Requirement
There is a line containing "Task: locate the street" in the records below. Repeat it and every line after it, exactly, through the final line, but no pictures.

Start of Block

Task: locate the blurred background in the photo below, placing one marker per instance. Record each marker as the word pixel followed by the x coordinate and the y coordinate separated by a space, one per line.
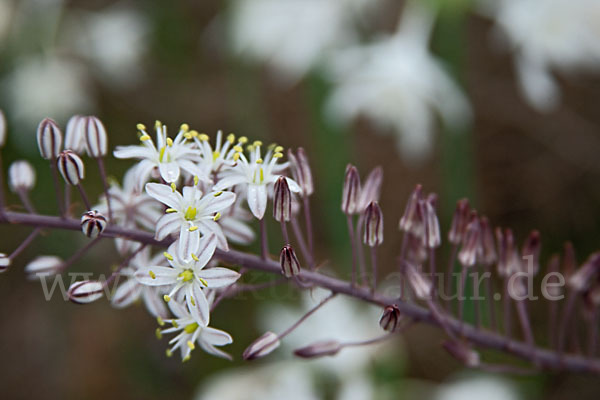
pixel 496 101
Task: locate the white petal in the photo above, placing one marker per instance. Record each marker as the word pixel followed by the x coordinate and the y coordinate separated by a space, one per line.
pixel 219 277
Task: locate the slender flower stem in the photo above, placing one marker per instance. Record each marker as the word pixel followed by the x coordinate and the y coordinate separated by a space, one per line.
pixel 546 358
pixel 25 243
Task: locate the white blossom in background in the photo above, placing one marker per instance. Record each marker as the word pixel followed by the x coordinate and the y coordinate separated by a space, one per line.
pixel 547 36
pixel 293 36
pixel 398 84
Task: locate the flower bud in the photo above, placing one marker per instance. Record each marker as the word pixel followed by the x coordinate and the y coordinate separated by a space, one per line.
pixel 2 129
pixel 301 171
pixel 43 266
pixel 371 189
pixel 373 233
pixel 290 266
pixel 49 139
pixel 351 191
pixel 462 352
pixel 92 223
pixel 95 137
pixel 411 220
pixel 4 262
pixel 74 139
pixel 21 176
pixel 84 292
pixel 71 167
pixel 319 349
pixel 460 220
pixel 390 318
pixel 261 346
pixel 282 200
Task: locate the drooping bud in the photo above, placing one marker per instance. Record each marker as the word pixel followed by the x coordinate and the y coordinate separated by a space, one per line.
pixel 74 139
pixel 460 220
pixel 371 189
pixel 390 319
pixel 301 171
pixel 531 250
pixel 489 255
pixel 49 139
pixel 290 266
pixel 462 352
pixel 71 167
pixel 412 220
pixel 471 248
pixel 261 346
pixel 373 232
pixel 84 292
pixel 43 266
pixel 95 137
pixel 319 349
pixel 282 200
pixel 21 176
pixel 582 279
pixel 351 191
pixel 92 223
pixel 4 262
pixel 2 129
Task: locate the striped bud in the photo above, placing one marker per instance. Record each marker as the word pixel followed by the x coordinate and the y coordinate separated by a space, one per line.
pixel 319 349
pixel 390 318
pixel 84 292
pixel 71 167
pixel 43 266
pixel 351 191
pixel 21 176
pixel 261 346
pixel 282 200
pixel 373 232
pixel 2 129
pixel 74 139
pixel 4 262
pixel 96 142
pixel 290 266
pixel 301 171
pixel 92 223
pixel 49 139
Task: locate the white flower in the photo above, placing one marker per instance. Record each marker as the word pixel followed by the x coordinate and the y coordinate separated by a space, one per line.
pixel 191 331
pixel 398 84
pixel 130 290
pixel 293 35
pixel 255 176
pixel 188 275
pixel 191 213
pixel 170 156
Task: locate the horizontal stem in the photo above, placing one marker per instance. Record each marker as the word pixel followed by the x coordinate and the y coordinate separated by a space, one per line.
pixel 545 358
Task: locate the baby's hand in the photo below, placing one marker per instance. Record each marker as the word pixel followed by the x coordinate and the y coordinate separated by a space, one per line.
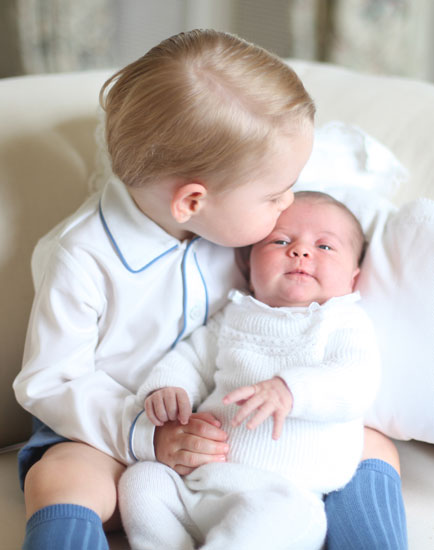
pixel 268 398
pixel 168 404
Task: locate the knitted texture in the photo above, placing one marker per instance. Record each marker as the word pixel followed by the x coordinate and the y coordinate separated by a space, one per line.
pixel 326 354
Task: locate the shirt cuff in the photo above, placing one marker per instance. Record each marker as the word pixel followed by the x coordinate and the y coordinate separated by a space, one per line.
pixel 141 440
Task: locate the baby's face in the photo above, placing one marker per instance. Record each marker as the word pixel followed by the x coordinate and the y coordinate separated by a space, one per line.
pixel 308 257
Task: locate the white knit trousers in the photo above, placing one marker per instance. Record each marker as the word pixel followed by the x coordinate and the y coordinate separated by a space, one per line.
pixel 218 507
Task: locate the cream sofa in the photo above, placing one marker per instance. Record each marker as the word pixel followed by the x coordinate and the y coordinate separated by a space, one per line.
pixel 47 156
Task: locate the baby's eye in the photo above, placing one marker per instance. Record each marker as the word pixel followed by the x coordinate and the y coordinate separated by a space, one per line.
pixel 281 242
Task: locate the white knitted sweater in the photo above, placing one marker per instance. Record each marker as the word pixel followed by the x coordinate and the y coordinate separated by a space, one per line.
pixel 329 359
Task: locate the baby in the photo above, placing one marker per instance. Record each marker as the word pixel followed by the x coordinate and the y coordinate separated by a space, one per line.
pixel 298 360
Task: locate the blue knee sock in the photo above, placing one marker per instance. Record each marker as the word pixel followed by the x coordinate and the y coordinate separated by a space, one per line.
pixel 368 513
pixel 65 527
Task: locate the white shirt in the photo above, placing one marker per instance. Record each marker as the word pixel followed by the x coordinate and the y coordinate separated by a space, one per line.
pixel 114 292
pixel 329 358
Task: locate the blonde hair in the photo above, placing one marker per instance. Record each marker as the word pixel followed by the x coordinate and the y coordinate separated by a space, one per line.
pixel 202 104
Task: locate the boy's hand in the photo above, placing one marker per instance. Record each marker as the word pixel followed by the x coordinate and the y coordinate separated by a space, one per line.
pixel 268 398
pixel 168 404
pixel 184 448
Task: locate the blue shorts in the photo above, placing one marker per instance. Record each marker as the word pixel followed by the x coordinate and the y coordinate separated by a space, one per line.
pixel 41 440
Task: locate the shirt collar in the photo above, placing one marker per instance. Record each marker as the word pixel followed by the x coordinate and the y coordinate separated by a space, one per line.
pixel 138 241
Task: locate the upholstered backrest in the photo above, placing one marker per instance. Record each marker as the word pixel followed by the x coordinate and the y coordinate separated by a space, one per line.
pixel 47 155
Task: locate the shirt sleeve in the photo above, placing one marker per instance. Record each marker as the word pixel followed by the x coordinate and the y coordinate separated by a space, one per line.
pixel 344 384
pixel 191 366
pixel 59 382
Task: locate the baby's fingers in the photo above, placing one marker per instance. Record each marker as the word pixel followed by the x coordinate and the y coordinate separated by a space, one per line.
pixel 249 406
pixel 239 395
pixel 184 407
pixel 152 412
pixel 262 414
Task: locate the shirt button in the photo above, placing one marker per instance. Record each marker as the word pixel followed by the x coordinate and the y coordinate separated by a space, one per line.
pixel 195 312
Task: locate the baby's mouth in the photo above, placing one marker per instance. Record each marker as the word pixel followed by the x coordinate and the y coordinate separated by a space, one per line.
pixel 300 273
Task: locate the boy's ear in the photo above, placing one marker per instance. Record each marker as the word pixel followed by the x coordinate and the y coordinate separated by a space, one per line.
pixel 187 201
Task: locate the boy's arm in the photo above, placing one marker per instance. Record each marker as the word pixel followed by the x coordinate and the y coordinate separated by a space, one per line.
pixel 59 382
pixel 343 386
pixel 190 365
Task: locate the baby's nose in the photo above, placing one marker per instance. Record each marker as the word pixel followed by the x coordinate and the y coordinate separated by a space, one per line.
pixel 299 252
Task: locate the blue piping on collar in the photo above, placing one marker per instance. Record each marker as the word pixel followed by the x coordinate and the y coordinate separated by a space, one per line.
pixel 205 319
pixel 121 256
pixel 131 435
pixel 184 289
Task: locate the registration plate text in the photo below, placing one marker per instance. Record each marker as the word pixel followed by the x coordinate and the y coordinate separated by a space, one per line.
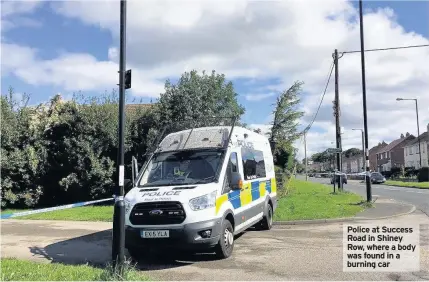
pixel 155 233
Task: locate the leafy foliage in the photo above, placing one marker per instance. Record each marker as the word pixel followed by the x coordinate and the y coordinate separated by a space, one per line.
pixel 284 130
pixel 22 152
pixel 62 152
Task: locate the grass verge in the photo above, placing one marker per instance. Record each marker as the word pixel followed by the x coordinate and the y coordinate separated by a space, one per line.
pixel 89 213
pixel 22 270
pixel 421 185
pixel 309 200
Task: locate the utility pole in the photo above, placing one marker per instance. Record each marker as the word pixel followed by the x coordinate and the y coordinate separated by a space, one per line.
pixel 363 148
pixel 418 134
pixel 365 120
pixel 118 240
pixel 305 154
pixel 337 117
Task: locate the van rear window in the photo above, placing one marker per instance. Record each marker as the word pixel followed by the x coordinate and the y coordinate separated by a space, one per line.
pixel 253 163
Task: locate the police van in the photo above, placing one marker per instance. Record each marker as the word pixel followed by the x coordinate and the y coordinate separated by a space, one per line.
pixel 201 187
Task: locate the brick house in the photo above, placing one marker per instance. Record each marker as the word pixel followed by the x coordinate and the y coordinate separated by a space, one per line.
pixel 372 156
pixel 392 155
pixel 411 151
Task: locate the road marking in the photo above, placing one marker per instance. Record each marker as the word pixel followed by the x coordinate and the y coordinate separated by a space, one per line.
pixel 396 189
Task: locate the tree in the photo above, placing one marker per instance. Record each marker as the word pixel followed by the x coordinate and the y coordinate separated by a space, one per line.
pixel 286 115
pixel 23 153
pixel 352 152
pixel 198 98
pixel 284 129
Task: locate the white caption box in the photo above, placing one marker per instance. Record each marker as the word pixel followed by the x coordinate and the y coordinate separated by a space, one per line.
pixel 381 247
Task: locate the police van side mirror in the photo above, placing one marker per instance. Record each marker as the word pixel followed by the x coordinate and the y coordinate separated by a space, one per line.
pixel 127 185
pixel 236 181
pixel 134 170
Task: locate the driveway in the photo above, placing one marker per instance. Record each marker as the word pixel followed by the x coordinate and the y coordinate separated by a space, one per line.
pixel 306 252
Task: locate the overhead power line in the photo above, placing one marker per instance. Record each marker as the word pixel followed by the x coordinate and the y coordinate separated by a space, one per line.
pixel 321 100
pixel 385 49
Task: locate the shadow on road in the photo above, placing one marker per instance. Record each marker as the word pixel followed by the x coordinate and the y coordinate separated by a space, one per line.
pixel 95 250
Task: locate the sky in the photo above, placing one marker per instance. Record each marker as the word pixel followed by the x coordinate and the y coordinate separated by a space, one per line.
pixel 50 47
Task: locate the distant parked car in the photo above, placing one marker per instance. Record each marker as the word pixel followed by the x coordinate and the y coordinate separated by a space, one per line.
pixel 377 177
pixel 344 177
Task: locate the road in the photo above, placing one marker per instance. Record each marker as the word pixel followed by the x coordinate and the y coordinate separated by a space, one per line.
pixel 417 197
pixel 304 252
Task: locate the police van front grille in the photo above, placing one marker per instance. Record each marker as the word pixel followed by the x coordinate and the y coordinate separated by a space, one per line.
pixel 157 213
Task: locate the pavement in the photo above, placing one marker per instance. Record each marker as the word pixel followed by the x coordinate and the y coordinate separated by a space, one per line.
pixel 417 197
pixel 294 252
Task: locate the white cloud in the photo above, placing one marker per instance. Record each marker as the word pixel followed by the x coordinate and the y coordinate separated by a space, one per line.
pixel 285 40
pixel 259 96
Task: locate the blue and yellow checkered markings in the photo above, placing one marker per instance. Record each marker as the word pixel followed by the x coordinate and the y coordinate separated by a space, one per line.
pixel 252 191
pixel 268 187
pixel 255 192
pixel 234 198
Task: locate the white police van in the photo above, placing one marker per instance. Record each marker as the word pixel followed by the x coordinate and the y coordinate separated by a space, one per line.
pixel 200 188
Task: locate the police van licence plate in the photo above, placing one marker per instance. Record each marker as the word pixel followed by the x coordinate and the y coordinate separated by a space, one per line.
pixel 155 233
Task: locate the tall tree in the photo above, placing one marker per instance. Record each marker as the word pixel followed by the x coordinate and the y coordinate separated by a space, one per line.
pixel 198 97
pixel 286 115
pixel 284 130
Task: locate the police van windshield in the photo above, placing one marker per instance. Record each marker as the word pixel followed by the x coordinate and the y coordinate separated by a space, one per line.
pixel 182 167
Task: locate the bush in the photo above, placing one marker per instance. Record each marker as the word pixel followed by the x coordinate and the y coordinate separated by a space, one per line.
pixel 423 175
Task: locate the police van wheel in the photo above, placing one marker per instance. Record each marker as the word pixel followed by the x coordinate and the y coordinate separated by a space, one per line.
pixel 226 242
pixel 267 220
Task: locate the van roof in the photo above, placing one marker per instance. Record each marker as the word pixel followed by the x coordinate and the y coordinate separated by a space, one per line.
pixel 207 137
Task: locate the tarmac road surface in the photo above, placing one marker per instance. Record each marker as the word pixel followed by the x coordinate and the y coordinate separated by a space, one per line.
pixel 417 197
pixel 299 252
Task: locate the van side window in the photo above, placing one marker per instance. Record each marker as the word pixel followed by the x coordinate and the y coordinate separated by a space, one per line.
pixel 234 162
pixel 253 163
pixel 232 167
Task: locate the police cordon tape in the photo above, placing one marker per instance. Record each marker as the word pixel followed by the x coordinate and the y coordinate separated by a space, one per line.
pixel 17 214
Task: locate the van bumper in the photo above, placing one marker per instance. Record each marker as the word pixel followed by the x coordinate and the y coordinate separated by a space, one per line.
pixel 186 236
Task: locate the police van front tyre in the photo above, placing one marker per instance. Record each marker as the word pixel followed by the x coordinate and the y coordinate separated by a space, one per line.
pixel 267 220
pixel 226 242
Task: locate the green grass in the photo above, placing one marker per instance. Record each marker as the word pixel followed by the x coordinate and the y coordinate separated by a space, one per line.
pixel 89 213
pixel 21 270
pixel 309 200
pixel 421 185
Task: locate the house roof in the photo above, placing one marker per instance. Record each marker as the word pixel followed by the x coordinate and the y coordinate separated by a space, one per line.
pixel 423 137
pixel 375 149
pixel 394 143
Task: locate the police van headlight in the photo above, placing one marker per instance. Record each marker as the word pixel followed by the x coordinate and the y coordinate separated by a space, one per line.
pixel 203 202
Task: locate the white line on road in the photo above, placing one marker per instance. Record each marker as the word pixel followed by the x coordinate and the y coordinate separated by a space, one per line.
pixel 396 189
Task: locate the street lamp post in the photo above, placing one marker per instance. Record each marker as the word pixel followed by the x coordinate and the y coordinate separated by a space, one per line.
pixel 365 119
pixel 363 147
pixel 418 129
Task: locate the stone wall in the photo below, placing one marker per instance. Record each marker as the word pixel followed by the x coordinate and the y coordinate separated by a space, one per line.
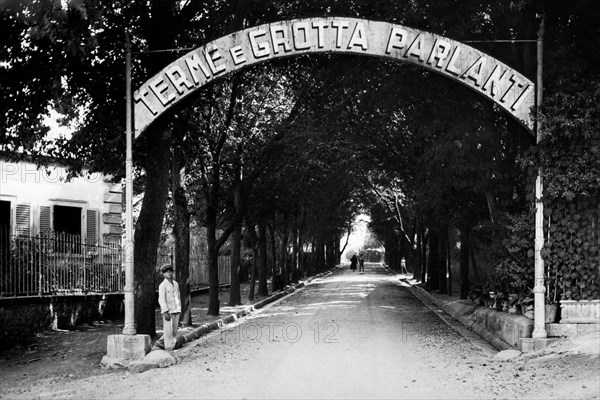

End of Block

Task answer
Task: locate the street lamp post in the photo above, placing one marker per instance. Record each marker as the word pixel followed by the x coordinate and the y coordinate separated by a space, one per line.
pixel 365 119
pixel 363 147
pixel 418 129
Task: locate the stone wall in the photo below, placing one marker per instance. Record each marker as the word pixel followed by the x coordinate and the y coordinate separated by a space, one per line.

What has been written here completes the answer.